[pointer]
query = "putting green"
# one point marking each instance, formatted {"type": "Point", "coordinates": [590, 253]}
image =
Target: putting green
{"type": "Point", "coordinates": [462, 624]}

→ **Assigned task**: Taking the entries above, please repeat each one exactly.

→ **Problem solution**:
[pointer]
query = "putting green"
# one point marking each instance, formatted {"type": "Point", "coordinates": [590, 253]}
image =
Target: putting green
{"type": "Point", "coordinates": [462, 624]}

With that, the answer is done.